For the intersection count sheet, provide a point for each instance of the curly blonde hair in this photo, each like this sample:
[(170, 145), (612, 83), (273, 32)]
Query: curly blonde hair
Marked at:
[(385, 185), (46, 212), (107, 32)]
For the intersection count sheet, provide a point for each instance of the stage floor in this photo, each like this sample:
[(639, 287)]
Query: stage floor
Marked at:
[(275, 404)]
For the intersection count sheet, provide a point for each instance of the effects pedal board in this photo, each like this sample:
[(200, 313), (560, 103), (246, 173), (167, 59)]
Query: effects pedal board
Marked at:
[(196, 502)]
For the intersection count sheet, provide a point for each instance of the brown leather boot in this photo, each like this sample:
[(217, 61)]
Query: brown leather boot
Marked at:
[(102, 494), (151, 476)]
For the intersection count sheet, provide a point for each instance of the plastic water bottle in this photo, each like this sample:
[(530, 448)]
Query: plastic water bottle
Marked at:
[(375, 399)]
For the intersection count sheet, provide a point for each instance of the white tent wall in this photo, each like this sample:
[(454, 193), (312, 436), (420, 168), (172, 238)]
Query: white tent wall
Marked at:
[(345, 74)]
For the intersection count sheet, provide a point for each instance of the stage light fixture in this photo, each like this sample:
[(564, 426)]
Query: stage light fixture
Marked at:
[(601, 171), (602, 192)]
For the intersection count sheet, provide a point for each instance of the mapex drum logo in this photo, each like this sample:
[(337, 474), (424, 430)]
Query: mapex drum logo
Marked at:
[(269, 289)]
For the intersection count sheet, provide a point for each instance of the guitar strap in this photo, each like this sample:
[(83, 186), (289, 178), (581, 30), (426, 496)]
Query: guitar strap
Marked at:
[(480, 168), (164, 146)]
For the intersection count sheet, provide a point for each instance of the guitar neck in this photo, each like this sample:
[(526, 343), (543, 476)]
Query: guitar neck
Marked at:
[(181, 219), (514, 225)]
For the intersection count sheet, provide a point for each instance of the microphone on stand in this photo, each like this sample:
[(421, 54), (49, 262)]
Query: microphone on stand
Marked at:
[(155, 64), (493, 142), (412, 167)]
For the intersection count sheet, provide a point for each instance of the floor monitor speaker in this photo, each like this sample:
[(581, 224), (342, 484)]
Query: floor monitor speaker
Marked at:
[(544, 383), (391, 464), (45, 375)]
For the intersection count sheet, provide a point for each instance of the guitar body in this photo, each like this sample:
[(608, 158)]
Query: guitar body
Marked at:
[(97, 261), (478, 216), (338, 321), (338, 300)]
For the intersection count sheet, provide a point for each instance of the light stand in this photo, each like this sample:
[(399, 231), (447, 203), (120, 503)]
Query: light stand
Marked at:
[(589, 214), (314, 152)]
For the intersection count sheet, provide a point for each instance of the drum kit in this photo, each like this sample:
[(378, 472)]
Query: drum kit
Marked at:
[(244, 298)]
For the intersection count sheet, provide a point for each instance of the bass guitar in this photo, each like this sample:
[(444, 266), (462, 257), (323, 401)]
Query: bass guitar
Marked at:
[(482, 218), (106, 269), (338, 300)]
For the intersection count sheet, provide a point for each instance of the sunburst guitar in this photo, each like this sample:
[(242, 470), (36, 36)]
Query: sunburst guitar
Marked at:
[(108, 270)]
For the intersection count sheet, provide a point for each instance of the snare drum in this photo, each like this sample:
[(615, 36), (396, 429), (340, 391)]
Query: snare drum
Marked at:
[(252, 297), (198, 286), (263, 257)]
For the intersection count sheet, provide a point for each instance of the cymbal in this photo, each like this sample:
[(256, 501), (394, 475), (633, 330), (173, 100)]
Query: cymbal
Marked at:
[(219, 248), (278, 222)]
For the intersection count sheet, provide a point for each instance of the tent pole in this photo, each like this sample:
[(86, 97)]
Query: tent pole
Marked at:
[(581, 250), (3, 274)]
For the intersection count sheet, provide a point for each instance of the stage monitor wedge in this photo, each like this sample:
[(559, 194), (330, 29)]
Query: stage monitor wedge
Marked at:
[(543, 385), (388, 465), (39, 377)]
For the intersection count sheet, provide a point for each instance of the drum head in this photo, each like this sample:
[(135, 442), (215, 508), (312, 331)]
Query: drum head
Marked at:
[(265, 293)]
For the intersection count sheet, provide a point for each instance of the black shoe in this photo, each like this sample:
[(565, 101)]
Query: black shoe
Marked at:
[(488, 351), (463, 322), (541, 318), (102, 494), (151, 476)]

* * *

» PROBLEM DETAILS:
Reproduce all of the entries above line for line, changing nothing in the wording, numbers, or punctuation.

» RESPONSE FOR THIS EXERCISE:
For the intersection count sheet, provide a point for each instance of the curly blonde hair in this photo, each like this sample:
[(170, 145), (612, 83), (273, 32)]
Query: curly blonde hair
Marked at:
[(385, 185), (46, 212), (107, 32)]
For the intersection count sheet, provide a point for each instance of the stage floor in this photo, each like this sample:
[(639, 287)]
Query: stage floor
Marked at:
[(275, 404)]
For the intersection count sheet, provide a point for each instance of the effects pedal board in this photo, each like this sample:
[(200, 313), (560, 103), (246, 173), (167, 59)]
Query: effects pedal board
Marked at:
[(196, 502)]
For the intersection count sheet, provide a point for each instance of the brown leather boot in this photo, each like this sample:
[(217, 61)]
Query: brown leather boot
Marked at:
[(102, 494), (151, 476)]
For the intersection count sheet, provide a point for each instance of the plastic water bottle in this photo, each like this sample:
[(530, 448)]
Query: plastic water bottle
Marked at:
[(375, 399)]
For the intersection count sheet, provide a point for each instance of the white tent wall in this photo, each like this sample:
[(454, 193), (312, 436), (420, 168), (172, 238)]
Query: white tent wall
Marked at:
[(345, 74)]
For the intersection count sheet, provide a point for each instance of the stage light fixture in this photo, each like this sample:
[(564, 426)]
Query: stage light fixture
Marked at:
[(601, 171), (602, 192)]
For the intersection count sheet, provide a point for each instance of the mapex drum logo in this photo, each like this sample:
[(337, 474), (424, 430)]
Query: mapex drum logo
Marked at:
[(269, 289)]
For the intersection count sheet, provide a point for each instance of the guitar strap in this photo, each like this sample:
[(83, 186), (289, 178), (581, 30), (426, 496)]
Query: guitar strap
Marked at:
[(480, 168), (164, 146)]
For the intersection count sheet, provide a point for each instance of the guitar neck in this photo, each like this sample:
[(526, 343), (543, 476)]
Query: guitar neck
Marked at:
[(181, 219), (514, 225)]
For the intersection count sheet, provide a point for each instance of the microphone on stand in this photo, each like this sample:
[(421, 54), (49, 262)]
Query: microphone on stand
Marked at:
[(155, 64), (493, 142), (412, 167)]
For the intersection count sheet, provide a point for each instance of the floor monitor speaker in this photo, each like this sample:
[(581, 224), (342, 484)]
Query: floor monitor speaker
Marked at:
[(544, 383), (391, 464), (45, 375)]
For the intersection count sheet, provide a point for each instance of the guitar body in this photo, each like this sample:
[(608, 158)]
Query: guitar body
Marked at:
[(97, 261), (478, 216), (338, 321), (338, 300)]
For the intersection count sheet, provide a point for each instance of the light stand in this photo, each like this sample:
[(399, 231), (447, 203), (120, 503)]
Query: light stand
Marked at:
[(589, 214), (314, 152)]
For the intersection count sheet, provide a point for each instance of the drum kit in this photo, each like this sample:
[(378, 472)]
Query: drum kit
Marked at:
[(244, 298)]
For the intersection count sheet, provide a point for each instance of the bass guitar in this photo, each like this sample:
[(444, 266), (462, 257), (323, 401)]
Query: bass guitar
Marked at:
[(482, 218), (106, 269), (338, 300)]
For the intersection count sheet, provide a point for each instance of the sunburst guitar in this photo, each like this sample:
[(242, 470), (36, 36)]
Query: sunburst guitar
Marked at:
[(108, 270)]
For the intersection count sheet, provide a point for each instance of the snare drum in this photo, each like this sample:
[(615, 36), (396, 429), (340, 391)]
Query: snare drum
Marked at:
[(252, 297), (198, 286), (263, 257)]
For the intersection count sheet, provide a point for each instance of the cymbal in this photo, each like this sample:
[(256, 501), (394, 475), (633, 330), (173, 100)]
Query: cymbal
Marked at:
[(219, 248), (278, 222)]
For the intersection count sheet, provide a point for each instance of the tent pole in this photo, each like this sample:
[(86, 97)]
Query: tent pole
Marked at:
[(581, 250), (3, 274)]
For the intersection count sheet, provide a point for each instance of the stage monitor wedge in this photo, each like this sample:
[(559, 194), (330, 29)]
Query: stage monitor wedge
Marked at:
[(543, 385), (388, 465), (39, 377)]
For the intersection count sheet, provide a point for each instance of the drum head in this photo, each like this sample:
[(135, 442), (215, 508), (312, 331)]
Query: drum head
Marked at:
[(265, 293)]
For the intersection count sheet, provide a point for each instance of the black shoe in this photo, each like this sample:
[(565, 101)]
Query: black shoe
Marked at:
[(488, 351), (463, 322), (541, 318), (102, 494), (151, 476)]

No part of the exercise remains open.